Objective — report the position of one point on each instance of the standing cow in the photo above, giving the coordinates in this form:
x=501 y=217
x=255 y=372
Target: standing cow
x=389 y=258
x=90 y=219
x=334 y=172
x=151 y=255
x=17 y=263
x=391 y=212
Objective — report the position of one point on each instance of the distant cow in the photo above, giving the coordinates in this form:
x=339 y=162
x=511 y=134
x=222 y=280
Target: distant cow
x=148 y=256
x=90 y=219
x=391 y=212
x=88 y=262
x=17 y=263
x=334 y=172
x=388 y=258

| Prompt |
Reproduce the material above in full, substituting "animal" for every occurrence of "cow" and leaving all other text unchanged.

| Response |
Objective — report the position of one point on each instance of the standing animal in the photo above, giving the coordinates in this form:
x=501 y=217
x=255 y=372
Target: standing animal
x=389 y=258
x=90 y=219
x=334 y=172
x=151 y=255
x=17 y=263
x=391 y=212
Objective — report the position of one point on each instance of the distant animal in the photo above, giving the coordinates in this form:
x=339 y=162
x=511 y=134
x=222 y=280
Target: distant animal
x=148 y=256
x=90 y=219
x=391 y=212
x=88 y=262
x=17 y=263
x=334 y=172
x=388 y=258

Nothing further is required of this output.